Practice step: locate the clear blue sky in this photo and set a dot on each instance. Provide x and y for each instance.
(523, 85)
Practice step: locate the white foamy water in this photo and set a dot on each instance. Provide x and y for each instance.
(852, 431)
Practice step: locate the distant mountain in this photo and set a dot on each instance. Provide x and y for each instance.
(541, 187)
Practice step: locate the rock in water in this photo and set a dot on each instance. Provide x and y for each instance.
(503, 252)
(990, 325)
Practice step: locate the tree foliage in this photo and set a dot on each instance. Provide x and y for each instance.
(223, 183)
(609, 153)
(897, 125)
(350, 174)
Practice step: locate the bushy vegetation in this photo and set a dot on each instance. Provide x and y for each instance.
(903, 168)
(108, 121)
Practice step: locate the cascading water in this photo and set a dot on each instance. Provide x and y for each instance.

Task prompt: Each line of the listing should be echoed back exactly.

Response to the exercise:
Practice step: locate the clear blue sky in this photo and set a dot on each instance. Provide x and y for each instance.
(523, 85)
Practice step: locate the white foamy water in this photo and set a dot on each instance. Provide x and y for each instance.
(852, 431)
Practice step: locate the distant mountain in this photo and set a dot on each instance. Provide x and y for each instance.
(541, 187)
Practice step: locate the rock in water in this photo and set a dot on each instance. Provide x and y for each instance.
(503, 252)
(990, 325)
Practice step: locate the tree foliage in this photo and set a dot on each instance. Provide x and y for each instance.
(223, 183)
(609, 153)
(897, 125)
(350, 174)
Practice step: locate the bushy vegetation in this photo and set a dot on each instance. Provide x and y for each instance.
(903, 168)
(108, 121)
Practice step: locate the cascading water in this photo and set a dot on each instance. Provide x and y for each instance.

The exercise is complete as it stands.